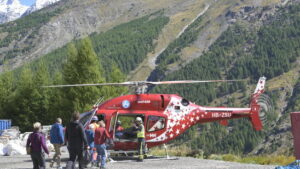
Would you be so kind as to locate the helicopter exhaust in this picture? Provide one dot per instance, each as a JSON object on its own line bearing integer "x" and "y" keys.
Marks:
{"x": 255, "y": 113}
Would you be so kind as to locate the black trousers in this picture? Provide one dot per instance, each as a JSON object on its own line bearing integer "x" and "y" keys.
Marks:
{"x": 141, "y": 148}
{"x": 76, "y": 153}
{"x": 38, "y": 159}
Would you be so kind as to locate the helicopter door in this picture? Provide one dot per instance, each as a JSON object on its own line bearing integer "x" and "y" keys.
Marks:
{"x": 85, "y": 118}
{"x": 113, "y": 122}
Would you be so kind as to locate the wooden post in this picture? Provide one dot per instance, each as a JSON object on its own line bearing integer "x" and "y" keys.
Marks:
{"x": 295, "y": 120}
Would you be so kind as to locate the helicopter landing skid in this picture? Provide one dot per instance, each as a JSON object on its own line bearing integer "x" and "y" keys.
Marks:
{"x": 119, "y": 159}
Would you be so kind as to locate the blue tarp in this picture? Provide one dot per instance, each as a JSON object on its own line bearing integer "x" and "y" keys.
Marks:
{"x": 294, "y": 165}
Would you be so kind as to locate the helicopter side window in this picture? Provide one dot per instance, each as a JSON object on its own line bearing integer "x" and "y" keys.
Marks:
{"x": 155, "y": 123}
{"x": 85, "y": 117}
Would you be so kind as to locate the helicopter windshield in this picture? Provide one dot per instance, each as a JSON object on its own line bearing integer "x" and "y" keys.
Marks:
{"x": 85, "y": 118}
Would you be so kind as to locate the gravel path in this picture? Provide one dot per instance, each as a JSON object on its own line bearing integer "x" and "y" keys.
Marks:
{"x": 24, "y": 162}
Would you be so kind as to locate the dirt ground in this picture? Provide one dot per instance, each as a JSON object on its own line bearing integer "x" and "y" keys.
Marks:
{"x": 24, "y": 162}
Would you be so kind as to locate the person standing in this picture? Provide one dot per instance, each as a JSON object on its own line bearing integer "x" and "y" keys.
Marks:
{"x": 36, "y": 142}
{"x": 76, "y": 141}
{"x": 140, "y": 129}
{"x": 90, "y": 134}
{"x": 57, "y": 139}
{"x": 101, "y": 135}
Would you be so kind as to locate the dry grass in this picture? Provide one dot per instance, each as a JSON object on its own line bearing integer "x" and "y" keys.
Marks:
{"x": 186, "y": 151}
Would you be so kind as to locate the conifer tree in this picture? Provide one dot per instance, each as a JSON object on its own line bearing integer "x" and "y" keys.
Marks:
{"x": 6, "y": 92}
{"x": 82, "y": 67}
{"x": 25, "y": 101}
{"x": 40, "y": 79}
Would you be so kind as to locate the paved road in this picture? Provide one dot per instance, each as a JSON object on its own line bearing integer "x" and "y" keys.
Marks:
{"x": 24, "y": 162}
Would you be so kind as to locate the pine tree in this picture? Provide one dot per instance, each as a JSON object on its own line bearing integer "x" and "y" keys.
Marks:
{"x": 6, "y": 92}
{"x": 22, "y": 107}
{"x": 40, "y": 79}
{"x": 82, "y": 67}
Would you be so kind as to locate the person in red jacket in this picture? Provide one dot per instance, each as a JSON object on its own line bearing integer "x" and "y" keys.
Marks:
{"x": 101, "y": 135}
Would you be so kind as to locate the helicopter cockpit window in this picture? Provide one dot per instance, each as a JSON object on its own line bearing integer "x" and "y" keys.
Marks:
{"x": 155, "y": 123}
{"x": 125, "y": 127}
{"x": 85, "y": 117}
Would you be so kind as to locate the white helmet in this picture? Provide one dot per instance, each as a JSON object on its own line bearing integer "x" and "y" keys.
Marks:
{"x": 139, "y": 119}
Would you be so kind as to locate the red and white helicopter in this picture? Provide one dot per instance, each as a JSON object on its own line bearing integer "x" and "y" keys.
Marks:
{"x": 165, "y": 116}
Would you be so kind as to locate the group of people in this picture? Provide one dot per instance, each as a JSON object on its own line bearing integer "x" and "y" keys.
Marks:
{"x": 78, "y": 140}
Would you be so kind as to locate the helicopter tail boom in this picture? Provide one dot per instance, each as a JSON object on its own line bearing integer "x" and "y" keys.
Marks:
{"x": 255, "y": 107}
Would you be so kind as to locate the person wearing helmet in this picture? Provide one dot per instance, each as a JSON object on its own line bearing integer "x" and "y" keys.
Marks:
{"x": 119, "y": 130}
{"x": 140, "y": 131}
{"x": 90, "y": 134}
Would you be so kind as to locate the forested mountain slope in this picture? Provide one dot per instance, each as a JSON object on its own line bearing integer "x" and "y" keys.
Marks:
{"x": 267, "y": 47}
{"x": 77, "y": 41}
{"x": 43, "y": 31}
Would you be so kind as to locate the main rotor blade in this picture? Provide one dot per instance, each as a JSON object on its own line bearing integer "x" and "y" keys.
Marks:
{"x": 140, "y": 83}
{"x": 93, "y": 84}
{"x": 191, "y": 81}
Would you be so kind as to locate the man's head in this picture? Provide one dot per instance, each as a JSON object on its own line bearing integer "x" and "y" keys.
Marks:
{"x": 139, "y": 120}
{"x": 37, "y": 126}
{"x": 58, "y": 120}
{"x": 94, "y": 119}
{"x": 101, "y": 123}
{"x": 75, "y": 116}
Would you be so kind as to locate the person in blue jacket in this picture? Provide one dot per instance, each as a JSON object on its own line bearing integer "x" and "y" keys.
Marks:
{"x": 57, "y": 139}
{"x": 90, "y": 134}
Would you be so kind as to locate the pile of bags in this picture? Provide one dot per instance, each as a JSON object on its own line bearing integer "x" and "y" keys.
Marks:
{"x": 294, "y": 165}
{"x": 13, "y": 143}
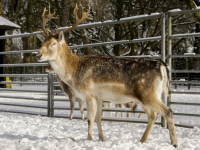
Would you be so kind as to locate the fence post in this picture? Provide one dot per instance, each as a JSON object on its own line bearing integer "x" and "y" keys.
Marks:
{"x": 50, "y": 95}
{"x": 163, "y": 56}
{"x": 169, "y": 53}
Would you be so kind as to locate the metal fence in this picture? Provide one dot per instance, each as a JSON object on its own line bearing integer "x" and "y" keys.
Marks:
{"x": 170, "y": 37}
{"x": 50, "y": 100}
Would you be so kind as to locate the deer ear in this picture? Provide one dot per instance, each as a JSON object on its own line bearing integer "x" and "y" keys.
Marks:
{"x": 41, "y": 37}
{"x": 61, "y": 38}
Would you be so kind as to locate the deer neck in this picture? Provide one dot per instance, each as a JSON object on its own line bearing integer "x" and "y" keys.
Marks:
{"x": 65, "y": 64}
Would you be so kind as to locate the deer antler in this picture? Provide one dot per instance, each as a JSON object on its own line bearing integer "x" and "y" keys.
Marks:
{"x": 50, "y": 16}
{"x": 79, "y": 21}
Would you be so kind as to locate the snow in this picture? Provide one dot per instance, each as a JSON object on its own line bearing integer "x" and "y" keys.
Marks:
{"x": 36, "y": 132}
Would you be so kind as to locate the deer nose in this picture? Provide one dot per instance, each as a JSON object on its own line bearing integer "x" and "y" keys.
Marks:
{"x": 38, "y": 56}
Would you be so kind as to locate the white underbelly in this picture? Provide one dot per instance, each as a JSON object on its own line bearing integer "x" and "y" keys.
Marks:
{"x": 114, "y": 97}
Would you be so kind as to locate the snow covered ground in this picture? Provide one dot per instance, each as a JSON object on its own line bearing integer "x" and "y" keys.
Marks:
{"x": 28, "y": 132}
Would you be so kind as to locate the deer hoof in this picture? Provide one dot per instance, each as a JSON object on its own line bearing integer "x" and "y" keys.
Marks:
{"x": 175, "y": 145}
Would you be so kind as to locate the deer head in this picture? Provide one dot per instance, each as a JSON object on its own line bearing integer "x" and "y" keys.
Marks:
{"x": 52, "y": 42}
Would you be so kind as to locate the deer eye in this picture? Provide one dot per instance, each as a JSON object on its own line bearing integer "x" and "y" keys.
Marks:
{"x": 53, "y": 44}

======

Write out the lines above from the one containing "Would you be so kind as to locate the deer hoof" through the last, exactly as they are.

Would you be so kind as to locate the deer hoof in this picture? Provide one dot per instance, each as a JSON object on its own line bearing integer "x" and "y" keys.
Marks:
{"x": 175, "y": 145}
Would you be so kind as to locate the deer head in this picture? Provide one dot per instance, each as a JSON object on its own line bearing integer "x" and "y" keys.
Marks:
{"x": 52, "y": 42}
Would you be so kind as to locate the deer eye in this picture? Provide one dot per instance, each as a JSON object on its own line bearing integer "x" and "y" keys.
Marks:
{"x": 53, "y": 44}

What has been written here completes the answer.